··· Passage to read

Maca (Lepidium Meyenii), also known as pepperweed and Peruvian Ginseng, is a native plant of the Andes Mountains, where it has held a place of cultural significance for thousands of years. It is a herbaceous biennial plant of the crucifer family. This family of plants contains over 3700 species that can be found the world over.
Maca can be found growing 3,800 - 4,800m above sea level, within a narrow, high altitude zone of the Andes Mountains. It is its extreme frost tolerance that allows it to thrive in such a harsh environment.
The growth habits, size and proportions of maca have been described as akin to that of a turnip. The main growth of the plant happens underground, where its prized roots develop. Above ground, maca develops a plethora of thin, shoot like leaves that crawl along the ground. These leaves can grow up to about 20cm long, developing in a rosette, with the outside leaves being replaced as they die by new leaves from the center.
Due to the harsh location of its native growth, maca often relies on self pollination to reproduce. Its central raceme produces a few off white flowers which eventually turn into fruit, containing 2 seeds each. Due to the short photoperiod it is exposed to in the Andes, the entire life cycle of maca can take a longer time to complete. However, under optimal conditions maca can complete its life cycle within a year, leading some to consider or believe it should be classed as an annual plant.

······

Activity: Copy out the passage on maca, everything from "Maca (Lepidium Meyenii), also" down to "a harsh environment.", and swap "herbaceous" for "non-woody".

··· Extracted material

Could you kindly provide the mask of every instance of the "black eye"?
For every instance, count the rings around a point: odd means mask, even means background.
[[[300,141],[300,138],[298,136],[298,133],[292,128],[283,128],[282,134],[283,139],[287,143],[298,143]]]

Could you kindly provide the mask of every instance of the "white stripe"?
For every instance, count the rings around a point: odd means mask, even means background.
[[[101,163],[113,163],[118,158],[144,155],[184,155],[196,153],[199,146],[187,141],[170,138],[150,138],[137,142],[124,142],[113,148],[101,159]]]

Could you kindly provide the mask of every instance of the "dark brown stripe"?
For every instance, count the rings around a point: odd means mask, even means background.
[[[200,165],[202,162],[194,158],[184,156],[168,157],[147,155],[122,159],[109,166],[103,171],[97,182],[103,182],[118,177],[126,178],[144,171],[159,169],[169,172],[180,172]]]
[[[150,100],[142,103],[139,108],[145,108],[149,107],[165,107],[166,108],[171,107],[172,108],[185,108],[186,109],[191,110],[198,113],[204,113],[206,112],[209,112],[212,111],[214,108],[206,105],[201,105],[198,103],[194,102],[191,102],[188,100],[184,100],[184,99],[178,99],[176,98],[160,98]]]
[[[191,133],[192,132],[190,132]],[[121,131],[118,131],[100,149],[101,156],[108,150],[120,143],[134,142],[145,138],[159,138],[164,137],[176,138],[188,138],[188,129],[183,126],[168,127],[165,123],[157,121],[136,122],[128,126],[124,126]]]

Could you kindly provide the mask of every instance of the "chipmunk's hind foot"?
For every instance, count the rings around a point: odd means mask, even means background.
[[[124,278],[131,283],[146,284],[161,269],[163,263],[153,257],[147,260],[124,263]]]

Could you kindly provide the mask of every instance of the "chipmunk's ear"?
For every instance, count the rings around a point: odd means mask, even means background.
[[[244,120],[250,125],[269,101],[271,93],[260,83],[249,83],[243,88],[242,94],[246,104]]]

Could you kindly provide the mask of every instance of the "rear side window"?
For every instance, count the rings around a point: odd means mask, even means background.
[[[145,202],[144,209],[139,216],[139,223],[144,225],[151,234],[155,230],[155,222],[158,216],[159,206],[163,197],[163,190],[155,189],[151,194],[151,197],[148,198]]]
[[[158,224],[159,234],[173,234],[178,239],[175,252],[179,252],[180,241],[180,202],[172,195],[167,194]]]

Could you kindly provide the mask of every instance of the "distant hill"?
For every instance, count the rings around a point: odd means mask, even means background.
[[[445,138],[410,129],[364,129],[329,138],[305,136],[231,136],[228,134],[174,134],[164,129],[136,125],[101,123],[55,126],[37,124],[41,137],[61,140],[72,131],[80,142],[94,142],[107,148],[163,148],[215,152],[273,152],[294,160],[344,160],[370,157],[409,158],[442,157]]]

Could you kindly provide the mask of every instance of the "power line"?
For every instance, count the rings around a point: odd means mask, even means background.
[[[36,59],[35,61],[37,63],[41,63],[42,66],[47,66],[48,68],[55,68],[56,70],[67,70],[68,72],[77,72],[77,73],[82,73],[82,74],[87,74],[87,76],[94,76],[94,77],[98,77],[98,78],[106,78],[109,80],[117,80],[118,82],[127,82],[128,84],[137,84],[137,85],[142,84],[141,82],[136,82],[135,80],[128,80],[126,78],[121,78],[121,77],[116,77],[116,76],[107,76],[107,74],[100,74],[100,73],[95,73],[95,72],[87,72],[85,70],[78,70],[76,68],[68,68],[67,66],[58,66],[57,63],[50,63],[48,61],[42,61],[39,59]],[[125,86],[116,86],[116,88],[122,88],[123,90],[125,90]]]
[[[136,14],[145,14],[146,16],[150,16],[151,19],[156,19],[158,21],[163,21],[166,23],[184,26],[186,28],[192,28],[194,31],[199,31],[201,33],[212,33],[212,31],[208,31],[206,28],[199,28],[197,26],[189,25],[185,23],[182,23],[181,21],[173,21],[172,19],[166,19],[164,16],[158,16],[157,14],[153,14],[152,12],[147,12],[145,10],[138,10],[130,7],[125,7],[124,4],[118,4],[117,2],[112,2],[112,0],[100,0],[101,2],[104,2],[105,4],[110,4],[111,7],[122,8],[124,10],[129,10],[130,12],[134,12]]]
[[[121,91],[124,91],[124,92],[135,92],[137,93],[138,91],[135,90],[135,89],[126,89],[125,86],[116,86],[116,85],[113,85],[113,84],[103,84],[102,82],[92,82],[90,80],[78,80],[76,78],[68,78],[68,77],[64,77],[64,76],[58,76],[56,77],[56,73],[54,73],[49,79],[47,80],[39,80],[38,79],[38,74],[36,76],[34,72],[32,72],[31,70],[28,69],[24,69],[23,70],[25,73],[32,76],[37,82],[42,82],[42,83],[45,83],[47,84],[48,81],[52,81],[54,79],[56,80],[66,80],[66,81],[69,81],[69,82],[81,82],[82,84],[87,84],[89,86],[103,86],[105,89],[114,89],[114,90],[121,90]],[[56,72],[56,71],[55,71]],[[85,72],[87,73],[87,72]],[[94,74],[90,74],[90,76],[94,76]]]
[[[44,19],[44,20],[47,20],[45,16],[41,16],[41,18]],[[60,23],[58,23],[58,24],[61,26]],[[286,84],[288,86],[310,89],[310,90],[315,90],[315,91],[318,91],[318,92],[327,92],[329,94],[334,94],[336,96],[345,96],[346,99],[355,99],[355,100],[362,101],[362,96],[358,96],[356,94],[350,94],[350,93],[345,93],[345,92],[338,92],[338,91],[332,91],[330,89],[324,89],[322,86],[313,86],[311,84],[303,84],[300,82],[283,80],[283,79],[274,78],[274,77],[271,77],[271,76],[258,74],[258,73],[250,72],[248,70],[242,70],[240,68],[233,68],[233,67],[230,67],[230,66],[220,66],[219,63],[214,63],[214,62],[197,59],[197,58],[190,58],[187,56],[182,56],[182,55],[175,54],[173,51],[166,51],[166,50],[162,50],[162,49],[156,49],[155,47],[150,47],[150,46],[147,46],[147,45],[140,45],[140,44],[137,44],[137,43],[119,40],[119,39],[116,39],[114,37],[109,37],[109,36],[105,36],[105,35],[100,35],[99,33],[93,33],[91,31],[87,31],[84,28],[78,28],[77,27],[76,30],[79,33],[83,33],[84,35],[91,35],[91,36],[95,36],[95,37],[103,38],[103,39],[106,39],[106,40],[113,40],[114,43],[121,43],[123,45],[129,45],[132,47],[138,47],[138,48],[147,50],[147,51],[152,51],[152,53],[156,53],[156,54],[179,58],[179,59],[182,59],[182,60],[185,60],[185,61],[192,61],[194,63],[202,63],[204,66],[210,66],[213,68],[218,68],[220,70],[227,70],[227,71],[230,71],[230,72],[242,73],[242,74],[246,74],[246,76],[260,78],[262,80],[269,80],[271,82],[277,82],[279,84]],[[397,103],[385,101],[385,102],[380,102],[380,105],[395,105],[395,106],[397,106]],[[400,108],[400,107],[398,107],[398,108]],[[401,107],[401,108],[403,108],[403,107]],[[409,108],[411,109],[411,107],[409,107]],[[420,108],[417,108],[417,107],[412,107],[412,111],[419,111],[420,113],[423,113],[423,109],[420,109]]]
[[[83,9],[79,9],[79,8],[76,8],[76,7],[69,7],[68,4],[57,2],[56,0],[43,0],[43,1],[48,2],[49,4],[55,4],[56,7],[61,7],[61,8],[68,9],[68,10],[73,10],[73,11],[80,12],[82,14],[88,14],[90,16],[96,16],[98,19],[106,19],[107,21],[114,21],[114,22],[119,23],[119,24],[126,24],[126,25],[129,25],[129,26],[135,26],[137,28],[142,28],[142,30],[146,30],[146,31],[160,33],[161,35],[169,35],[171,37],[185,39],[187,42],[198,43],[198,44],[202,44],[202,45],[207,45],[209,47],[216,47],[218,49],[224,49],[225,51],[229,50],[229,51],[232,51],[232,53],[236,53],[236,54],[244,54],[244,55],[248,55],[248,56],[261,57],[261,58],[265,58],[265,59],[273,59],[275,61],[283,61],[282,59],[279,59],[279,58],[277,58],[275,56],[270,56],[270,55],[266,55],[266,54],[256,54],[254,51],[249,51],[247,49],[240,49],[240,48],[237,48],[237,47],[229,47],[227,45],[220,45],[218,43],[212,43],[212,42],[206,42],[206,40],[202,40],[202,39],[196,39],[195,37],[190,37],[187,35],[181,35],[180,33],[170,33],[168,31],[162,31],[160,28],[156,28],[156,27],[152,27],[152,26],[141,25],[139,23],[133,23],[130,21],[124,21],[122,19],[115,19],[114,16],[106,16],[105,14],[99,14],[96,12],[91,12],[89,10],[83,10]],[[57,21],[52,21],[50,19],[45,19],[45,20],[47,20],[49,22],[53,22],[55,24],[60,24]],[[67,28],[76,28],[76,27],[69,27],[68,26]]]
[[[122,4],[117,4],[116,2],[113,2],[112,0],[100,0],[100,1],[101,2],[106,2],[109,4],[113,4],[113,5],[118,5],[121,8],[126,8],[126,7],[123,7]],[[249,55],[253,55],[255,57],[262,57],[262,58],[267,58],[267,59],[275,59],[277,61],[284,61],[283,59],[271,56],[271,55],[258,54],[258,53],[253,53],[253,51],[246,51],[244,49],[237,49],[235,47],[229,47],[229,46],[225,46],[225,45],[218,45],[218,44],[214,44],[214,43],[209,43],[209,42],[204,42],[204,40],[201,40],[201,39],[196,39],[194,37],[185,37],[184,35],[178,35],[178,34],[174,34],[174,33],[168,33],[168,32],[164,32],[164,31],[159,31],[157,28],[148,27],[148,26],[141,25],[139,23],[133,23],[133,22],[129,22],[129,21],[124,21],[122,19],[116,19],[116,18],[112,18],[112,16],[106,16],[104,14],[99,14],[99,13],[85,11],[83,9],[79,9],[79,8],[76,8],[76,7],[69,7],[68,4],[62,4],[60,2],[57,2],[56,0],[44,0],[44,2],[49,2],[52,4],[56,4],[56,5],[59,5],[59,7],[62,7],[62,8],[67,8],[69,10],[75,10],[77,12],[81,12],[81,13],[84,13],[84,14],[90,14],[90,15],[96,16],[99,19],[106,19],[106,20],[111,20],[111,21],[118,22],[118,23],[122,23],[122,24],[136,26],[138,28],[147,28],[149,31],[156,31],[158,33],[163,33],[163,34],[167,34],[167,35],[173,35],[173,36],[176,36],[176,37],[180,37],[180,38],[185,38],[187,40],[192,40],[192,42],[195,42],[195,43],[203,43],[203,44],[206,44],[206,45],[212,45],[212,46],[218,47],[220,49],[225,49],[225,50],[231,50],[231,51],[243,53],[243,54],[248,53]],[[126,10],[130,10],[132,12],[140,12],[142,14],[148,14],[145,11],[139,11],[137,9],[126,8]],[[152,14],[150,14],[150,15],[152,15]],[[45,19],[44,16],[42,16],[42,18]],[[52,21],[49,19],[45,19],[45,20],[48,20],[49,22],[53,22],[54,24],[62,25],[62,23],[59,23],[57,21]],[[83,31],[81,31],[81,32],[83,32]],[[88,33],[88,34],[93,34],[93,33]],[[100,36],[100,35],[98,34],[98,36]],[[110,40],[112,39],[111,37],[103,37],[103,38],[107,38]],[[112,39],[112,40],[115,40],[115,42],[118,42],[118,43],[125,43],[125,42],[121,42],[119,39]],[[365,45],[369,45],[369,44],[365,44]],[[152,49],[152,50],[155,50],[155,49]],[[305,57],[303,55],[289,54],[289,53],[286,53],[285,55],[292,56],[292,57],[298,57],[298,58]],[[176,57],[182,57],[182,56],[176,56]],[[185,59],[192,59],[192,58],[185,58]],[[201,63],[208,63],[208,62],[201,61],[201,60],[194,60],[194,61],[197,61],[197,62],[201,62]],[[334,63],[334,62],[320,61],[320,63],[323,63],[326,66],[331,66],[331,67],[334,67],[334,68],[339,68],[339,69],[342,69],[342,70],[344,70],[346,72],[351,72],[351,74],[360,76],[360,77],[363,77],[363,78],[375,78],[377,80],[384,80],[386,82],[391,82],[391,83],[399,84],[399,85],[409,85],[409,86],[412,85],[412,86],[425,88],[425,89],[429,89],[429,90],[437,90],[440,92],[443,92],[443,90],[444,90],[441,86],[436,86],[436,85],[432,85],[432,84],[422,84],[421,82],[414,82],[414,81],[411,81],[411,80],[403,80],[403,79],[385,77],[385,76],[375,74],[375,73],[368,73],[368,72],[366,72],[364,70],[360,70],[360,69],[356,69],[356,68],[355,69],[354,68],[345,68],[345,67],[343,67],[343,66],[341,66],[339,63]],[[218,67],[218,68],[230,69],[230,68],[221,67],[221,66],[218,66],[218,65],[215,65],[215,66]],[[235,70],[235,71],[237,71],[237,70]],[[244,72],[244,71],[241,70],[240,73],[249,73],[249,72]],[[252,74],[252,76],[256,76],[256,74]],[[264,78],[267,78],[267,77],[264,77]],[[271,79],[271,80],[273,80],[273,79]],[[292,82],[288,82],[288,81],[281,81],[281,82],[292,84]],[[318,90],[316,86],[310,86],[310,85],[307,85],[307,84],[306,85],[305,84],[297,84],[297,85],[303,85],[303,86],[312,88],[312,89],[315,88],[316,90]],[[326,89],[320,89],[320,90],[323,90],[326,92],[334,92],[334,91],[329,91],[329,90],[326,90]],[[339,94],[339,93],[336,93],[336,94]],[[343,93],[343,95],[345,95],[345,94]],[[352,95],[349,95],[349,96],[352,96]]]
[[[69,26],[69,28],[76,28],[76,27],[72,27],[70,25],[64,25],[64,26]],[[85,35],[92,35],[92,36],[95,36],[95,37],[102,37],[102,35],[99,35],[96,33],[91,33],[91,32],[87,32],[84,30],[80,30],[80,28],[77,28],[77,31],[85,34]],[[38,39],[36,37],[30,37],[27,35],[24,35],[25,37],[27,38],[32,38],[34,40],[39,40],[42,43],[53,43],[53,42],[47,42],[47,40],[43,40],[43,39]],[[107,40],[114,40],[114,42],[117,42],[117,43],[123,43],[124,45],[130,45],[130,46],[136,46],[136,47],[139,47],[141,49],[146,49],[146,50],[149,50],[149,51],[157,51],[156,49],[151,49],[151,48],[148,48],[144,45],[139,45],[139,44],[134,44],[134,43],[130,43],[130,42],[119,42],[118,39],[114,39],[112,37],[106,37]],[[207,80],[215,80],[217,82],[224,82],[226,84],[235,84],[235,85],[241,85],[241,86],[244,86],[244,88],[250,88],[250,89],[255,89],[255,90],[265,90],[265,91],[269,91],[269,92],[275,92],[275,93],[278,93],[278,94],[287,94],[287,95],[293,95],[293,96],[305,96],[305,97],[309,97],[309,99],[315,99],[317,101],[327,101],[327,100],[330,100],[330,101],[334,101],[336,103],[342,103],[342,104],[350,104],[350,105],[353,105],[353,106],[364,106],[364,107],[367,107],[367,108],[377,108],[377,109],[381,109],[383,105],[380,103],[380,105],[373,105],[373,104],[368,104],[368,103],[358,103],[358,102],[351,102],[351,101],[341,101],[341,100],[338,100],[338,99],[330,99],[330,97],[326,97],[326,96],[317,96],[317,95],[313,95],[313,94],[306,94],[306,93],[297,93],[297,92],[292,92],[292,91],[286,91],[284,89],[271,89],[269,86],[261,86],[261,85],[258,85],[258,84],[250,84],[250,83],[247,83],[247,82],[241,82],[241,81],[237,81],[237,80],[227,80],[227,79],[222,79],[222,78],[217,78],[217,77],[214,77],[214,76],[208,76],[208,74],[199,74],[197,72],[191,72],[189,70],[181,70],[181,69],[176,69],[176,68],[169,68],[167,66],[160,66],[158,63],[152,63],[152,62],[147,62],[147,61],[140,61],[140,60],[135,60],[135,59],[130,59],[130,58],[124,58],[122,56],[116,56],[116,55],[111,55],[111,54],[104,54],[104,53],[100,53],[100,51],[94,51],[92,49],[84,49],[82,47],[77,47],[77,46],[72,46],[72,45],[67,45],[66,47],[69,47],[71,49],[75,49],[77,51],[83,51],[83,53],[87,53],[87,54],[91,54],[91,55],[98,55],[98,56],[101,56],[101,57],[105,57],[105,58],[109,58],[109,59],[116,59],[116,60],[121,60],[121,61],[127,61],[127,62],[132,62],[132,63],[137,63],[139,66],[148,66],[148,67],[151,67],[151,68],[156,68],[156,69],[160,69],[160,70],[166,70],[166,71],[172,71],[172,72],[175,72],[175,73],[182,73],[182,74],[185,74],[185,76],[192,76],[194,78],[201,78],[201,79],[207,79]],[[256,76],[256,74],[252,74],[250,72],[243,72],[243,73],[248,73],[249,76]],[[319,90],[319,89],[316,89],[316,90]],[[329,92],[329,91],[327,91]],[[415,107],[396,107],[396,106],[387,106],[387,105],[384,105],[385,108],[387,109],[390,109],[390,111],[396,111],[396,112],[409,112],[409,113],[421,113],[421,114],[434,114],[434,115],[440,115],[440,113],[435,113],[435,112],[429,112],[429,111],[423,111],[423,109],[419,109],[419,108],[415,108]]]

······

The completed task:
Maca (Lepidium Meyenii), also known as pepperweed and Peruvian Ginseng, is a native plant of the Andes Mountains, where it has held a place of cultural significance for thousands of years. It is a non-woody biennial plant of the crucifer family. This family of plants contains over 3700 species that can be found the world over.
Maca can be found growing 3,800 - 4,800m above sea level, within a narrow, high altitude zone of the Andes Mountains. It is its extreme frost tolerance that allows it to thrive in such a harsh environment.